> [EXERCISE DIRECTIONS]:
Rewrite the entries from the line containing "of the handrail" through the line containing "(1047, 465)", putting "biggest" in place of "largest" and leaving everything else unchanged. Omit the pictures.

━━━ INFORMATION SHOWN

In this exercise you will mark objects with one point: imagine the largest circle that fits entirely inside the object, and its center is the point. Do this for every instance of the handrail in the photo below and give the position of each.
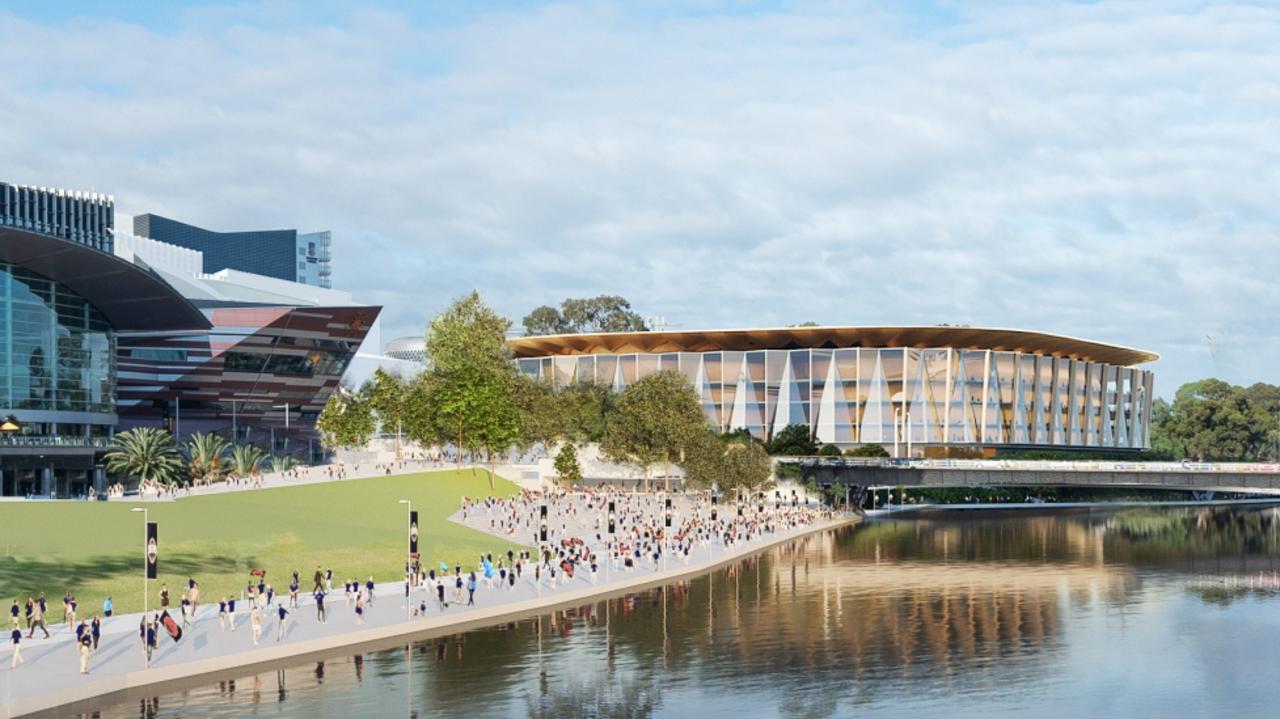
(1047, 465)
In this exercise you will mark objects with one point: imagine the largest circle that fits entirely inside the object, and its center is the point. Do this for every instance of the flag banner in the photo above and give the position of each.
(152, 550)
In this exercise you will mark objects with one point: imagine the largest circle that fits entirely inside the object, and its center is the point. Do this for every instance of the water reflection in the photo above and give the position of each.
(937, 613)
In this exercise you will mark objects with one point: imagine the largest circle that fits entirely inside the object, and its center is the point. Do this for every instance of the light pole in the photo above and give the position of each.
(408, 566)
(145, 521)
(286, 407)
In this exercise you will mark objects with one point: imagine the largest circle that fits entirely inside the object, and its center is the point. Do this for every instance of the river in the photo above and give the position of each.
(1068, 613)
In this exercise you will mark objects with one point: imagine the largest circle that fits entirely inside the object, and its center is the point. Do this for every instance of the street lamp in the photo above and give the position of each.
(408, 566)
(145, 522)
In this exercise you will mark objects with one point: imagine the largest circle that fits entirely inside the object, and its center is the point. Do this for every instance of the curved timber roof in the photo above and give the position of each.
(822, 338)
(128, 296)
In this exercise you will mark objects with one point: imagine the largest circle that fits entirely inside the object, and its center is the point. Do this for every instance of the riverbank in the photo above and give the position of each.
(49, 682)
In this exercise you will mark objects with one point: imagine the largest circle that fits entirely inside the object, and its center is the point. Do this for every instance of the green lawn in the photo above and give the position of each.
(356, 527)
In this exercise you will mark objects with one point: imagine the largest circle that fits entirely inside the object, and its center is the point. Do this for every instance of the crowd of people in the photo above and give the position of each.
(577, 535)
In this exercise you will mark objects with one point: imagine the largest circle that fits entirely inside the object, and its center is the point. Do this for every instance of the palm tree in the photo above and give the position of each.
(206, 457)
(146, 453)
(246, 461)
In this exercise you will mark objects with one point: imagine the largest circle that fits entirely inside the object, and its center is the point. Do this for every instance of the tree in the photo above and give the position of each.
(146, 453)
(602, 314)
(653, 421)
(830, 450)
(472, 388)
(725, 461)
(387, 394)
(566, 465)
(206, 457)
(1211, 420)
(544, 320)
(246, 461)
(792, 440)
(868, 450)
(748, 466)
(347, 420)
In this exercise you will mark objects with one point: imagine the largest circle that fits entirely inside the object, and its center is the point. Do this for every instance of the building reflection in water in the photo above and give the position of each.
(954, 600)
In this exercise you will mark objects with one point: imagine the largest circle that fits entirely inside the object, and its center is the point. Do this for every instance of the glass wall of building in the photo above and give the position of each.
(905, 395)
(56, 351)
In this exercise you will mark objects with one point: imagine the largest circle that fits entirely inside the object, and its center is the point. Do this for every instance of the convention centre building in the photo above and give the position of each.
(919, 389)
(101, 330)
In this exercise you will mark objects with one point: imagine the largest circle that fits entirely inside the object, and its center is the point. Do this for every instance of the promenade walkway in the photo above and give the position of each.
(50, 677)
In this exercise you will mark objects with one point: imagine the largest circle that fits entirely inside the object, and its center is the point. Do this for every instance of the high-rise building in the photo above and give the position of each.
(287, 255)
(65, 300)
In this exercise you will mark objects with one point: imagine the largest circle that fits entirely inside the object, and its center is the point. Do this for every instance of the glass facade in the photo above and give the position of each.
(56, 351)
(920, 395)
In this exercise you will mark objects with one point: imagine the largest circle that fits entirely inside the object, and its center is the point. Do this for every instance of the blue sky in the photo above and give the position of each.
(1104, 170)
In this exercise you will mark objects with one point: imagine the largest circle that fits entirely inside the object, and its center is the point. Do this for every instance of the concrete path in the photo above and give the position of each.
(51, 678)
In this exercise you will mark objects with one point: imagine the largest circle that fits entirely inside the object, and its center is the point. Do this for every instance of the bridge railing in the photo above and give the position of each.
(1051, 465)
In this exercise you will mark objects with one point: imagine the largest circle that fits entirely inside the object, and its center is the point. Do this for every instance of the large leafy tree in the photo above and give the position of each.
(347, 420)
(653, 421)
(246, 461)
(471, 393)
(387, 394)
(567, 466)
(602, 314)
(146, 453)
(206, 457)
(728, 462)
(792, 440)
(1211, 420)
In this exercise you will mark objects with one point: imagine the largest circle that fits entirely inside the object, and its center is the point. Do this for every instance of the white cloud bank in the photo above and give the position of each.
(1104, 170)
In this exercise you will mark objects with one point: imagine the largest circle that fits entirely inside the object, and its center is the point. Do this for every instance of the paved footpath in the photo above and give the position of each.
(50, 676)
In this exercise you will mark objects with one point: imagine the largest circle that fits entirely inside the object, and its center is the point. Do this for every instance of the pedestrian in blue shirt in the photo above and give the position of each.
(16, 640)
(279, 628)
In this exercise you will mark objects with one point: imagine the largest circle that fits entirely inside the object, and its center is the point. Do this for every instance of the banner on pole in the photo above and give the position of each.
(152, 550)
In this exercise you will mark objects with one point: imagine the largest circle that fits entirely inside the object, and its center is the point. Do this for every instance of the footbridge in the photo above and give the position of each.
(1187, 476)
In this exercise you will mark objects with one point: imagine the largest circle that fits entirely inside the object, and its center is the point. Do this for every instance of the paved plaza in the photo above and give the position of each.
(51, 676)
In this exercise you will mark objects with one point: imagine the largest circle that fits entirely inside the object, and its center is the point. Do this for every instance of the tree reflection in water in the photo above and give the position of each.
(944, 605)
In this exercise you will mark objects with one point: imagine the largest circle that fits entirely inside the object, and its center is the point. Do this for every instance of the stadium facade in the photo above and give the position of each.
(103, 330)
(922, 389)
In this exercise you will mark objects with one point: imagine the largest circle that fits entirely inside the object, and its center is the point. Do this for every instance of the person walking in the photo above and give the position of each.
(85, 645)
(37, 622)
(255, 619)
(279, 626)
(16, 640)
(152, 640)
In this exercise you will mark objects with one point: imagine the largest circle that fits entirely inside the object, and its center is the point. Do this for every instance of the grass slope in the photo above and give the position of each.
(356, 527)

━━━━━━
━━━ INFORMATION SHOWN

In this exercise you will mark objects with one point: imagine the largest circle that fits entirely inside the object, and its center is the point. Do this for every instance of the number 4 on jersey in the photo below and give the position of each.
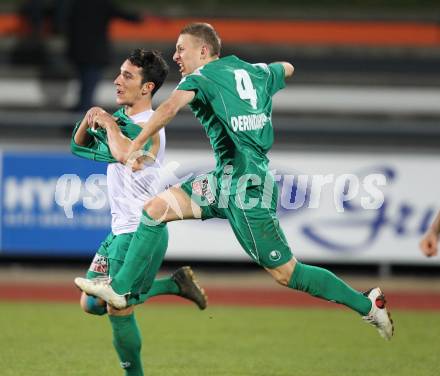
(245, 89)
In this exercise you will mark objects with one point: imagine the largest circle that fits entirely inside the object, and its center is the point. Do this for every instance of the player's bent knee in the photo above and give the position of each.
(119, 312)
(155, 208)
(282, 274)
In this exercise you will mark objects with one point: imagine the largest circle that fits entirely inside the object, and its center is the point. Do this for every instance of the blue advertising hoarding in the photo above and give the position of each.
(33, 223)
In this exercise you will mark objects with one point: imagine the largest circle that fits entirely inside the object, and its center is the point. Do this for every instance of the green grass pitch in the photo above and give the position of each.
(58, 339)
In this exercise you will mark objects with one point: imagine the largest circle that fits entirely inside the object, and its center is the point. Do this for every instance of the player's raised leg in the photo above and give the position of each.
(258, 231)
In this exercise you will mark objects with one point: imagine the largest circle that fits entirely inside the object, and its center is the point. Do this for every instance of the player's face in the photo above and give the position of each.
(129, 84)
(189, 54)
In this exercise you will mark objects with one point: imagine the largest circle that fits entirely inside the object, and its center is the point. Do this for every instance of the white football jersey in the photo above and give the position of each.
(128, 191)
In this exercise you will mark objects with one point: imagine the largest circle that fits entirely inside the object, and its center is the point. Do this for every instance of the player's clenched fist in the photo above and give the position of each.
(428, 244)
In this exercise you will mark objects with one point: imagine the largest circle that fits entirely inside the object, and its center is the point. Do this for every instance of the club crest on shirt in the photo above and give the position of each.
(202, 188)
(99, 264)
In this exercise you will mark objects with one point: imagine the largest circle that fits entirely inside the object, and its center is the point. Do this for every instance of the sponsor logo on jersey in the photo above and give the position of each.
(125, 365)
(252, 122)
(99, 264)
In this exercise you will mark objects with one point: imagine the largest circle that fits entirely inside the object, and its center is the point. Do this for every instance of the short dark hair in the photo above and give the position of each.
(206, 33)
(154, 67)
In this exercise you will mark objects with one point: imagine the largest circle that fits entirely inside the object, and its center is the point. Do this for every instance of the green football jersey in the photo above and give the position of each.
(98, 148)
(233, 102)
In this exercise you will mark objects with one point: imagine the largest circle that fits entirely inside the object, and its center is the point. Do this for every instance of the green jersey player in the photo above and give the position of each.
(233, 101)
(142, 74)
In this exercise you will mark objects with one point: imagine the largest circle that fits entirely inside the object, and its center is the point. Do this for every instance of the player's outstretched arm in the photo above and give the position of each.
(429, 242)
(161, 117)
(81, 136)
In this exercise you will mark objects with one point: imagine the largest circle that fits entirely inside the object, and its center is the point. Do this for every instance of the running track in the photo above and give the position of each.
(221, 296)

━━━━━━

> [RIGHT ANSWER]:
In this exercise you will mark objects with one point: imagine the biggest circle that fits entirely inside the object, and its center is the point. Do this for every instance of the handrail in the photo below and give the position of each.
(1047, 465)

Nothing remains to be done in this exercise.